● **What is required**
Which lines hold the word "hair"? Copy each of them from the material.

● **Data extracts**
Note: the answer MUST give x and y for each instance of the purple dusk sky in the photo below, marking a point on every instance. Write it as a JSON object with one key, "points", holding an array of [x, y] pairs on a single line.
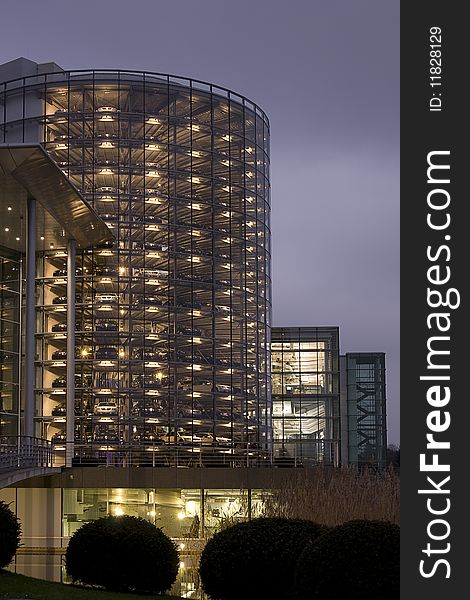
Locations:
{"points": [[327, 74]]}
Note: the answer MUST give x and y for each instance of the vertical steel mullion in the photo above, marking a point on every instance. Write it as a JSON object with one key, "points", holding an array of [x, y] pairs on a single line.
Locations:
{"points": [[30, 318], [70, 377]]}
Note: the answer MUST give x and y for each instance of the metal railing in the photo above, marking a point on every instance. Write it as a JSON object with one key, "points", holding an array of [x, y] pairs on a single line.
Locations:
{"points": [[24, 452]]}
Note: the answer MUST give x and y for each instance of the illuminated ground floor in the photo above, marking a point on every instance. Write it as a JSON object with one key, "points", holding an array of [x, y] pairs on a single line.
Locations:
{"points": [[189, 505]]}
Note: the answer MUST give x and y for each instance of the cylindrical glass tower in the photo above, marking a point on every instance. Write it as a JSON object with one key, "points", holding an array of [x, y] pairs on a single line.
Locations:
{"points": [[172, 321]]}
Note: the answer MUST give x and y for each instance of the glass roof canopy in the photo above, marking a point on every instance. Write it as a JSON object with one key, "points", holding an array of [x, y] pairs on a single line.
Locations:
{"points": [[62, 212]]}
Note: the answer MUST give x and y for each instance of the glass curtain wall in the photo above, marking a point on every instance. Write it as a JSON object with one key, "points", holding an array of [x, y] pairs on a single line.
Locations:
{"points": [[365, 377], [172, 321], [10, 310], [305, 393]]}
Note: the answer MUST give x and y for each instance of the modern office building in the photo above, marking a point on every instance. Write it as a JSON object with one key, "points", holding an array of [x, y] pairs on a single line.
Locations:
{"points": [[135, 314], [171, 321], [305, 395], [364, 438]]}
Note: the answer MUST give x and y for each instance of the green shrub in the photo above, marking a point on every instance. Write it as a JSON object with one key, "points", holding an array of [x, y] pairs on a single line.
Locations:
{"points": [[10, 532], [256, 559], [122, 554], [358, 560]]}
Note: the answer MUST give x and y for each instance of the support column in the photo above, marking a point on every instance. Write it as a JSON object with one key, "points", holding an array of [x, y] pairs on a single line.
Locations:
{"points": [[70, 425], [29, 348]]}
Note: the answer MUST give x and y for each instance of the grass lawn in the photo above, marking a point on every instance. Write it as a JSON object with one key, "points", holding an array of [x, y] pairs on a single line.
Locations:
{"points": [[19, 586]]}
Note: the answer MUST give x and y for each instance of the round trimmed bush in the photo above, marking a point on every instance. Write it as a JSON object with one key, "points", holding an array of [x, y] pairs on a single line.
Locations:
{"points": [[10, 532], [359, 560], [255, 559], [122, 554]]}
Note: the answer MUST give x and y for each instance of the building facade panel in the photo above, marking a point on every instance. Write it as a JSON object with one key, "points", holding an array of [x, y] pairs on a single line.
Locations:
{"points": [[366, 408], [305, 395]]}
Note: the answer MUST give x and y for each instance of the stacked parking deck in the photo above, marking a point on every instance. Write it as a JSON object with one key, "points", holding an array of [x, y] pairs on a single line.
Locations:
{"points": [[172, 321]]}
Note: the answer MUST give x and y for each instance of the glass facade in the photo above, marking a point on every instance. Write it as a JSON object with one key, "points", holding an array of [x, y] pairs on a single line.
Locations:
{"points": [[10, 340], [172, 321], [305, 395], [367, 435]]}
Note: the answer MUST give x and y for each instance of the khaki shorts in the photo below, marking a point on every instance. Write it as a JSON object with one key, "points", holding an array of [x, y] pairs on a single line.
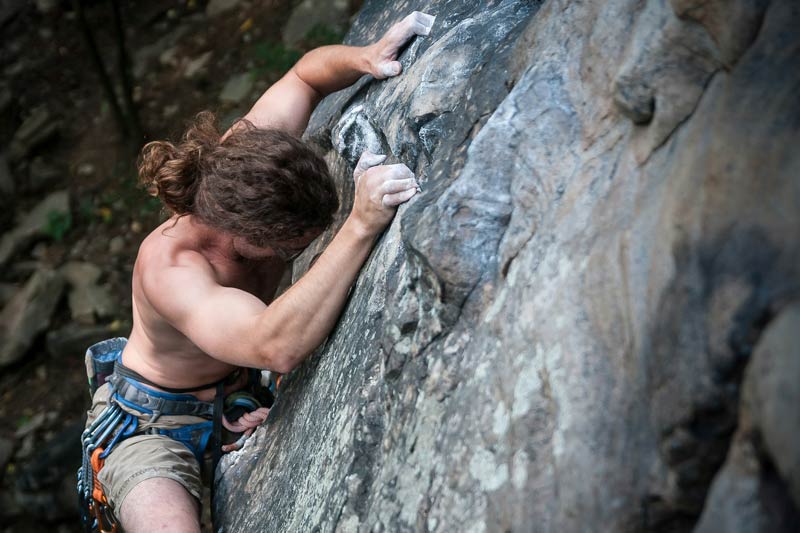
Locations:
{"points": [[142, 457]]}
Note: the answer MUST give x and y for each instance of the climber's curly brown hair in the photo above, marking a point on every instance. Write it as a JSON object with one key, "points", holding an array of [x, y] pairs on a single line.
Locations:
{"points": [[263, 185]]}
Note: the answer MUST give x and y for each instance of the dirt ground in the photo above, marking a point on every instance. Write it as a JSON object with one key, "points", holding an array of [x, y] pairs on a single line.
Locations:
{"points": [[45, 63]]}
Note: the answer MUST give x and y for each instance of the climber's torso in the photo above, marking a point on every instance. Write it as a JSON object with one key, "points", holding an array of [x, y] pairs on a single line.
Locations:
{"points": [[157, 349]]}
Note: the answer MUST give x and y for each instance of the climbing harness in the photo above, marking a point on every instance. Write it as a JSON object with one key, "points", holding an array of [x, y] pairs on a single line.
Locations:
{"points": [[130, 392]]}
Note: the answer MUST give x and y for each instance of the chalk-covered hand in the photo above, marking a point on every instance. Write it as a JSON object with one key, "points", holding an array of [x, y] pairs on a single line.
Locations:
{"points": [[246, 424], [379, 190], [383, 54]]}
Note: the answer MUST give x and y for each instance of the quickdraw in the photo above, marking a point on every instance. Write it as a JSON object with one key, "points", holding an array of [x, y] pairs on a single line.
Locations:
{"points": [[115, 424]]}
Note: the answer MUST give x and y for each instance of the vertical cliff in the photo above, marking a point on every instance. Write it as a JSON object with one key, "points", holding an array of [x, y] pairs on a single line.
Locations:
{"points": [[584, 322]]}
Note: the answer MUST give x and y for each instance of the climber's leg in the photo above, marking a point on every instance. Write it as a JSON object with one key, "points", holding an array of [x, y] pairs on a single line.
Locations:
{"points": [[160, 504]]}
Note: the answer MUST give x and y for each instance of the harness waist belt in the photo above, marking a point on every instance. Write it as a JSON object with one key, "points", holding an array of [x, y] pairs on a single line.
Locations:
{"points": [[132, 394]]}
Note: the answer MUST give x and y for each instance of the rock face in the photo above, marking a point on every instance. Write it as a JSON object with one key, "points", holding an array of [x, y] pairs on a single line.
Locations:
{"points": [[554, 335]]}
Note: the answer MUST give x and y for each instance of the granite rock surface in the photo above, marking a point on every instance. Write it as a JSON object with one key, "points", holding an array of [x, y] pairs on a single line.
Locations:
{"points": [[581, 323]]}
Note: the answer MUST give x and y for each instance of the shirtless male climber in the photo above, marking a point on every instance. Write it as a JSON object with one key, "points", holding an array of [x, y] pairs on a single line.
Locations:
{"points": [[243, 206]]}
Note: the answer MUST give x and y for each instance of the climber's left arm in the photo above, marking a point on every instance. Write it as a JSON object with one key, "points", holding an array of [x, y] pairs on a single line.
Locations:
{"points": [[289, 102]]}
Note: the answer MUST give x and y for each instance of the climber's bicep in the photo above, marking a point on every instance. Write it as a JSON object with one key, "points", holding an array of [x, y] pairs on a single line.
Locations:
{"points": [[222, 321], [287, 105]]}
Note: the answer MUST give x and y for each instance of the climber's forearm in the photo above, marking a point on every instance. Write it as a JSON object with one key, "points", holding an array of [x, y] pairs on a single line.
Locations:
{"points": [[304, 315], [331, 68], [288, 104]]}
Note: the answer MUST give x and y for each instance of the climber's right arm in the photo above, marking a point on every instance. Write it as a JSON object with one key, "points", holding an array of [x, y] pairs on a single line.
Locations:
{"points": [[289, 102], [236, 327]]}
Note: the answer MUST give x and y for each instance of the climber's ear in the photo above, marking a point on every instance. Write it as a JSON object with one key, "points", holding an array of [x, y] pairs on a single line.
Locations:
{"points": [[367, 160]]}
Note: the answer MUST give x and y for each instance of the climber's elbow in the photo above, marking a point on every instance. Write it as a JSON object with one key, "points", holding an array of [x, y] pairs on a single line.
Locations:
{"points": [[280, 355]]}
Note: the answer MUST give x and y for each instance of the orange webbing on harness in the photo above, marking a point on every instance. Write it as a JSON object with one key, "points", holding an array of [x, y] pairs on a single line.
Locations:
{"points": [[98, 496]]}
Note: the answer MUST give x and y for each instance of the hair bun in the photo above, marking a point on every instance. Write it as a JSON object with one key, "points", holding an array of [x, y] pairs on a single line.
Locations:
{"points": [[173, 172]]}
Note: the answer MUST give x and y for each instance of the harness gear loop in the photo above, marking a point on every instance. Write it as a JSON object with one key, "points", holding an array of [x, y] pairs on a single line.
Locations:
{"points": [[99, 502]]}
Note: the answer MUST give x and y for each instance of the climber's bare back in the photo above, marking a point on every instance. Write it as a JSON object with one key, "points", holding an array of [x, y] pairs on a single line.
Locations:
{"points": [[187, 251]]}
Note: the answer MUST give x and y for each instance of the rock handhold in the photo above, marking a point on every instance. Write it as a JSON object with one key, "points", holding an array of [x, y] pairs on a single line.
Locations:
{"points": [[28, 314]]}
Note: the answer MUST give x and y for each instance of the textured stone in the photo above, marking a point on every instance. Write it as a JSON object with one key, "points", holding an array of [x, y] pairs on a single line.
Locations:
{"points": [[32, 224], [748, 495], [28, 314], [552, 336], [39, 127]]}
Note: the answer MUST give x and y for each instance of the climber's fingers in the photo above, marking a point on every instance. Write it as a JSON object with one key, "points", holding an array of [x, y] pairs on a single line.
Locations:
{"points": [[393, 200], [417, 23], [386, 50], [366, 161], [399, 185], [254, 418], [233, 427]]}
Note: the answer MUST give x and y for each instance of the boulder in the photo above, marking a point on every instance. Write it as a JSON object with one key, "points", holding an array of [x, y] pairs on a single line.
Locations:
{"points": [[552, 336], [33, 224], [749, 494], [28, 314]]}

● **Response to this task**
Note: the answer MUST give x and y for each instance of the climber's curly brown hair in the photo above, marking a point on every instance. Write it as a JSON object with one key, "points", holding an array of [x, y] pairs on a single line.
Note: the answer MUST give x and y for each instance of the hair bun in the photo above, marking a point on every instance. Write it as a JSON object with one key, "points", holding an array of [x, y] pairs on a single line.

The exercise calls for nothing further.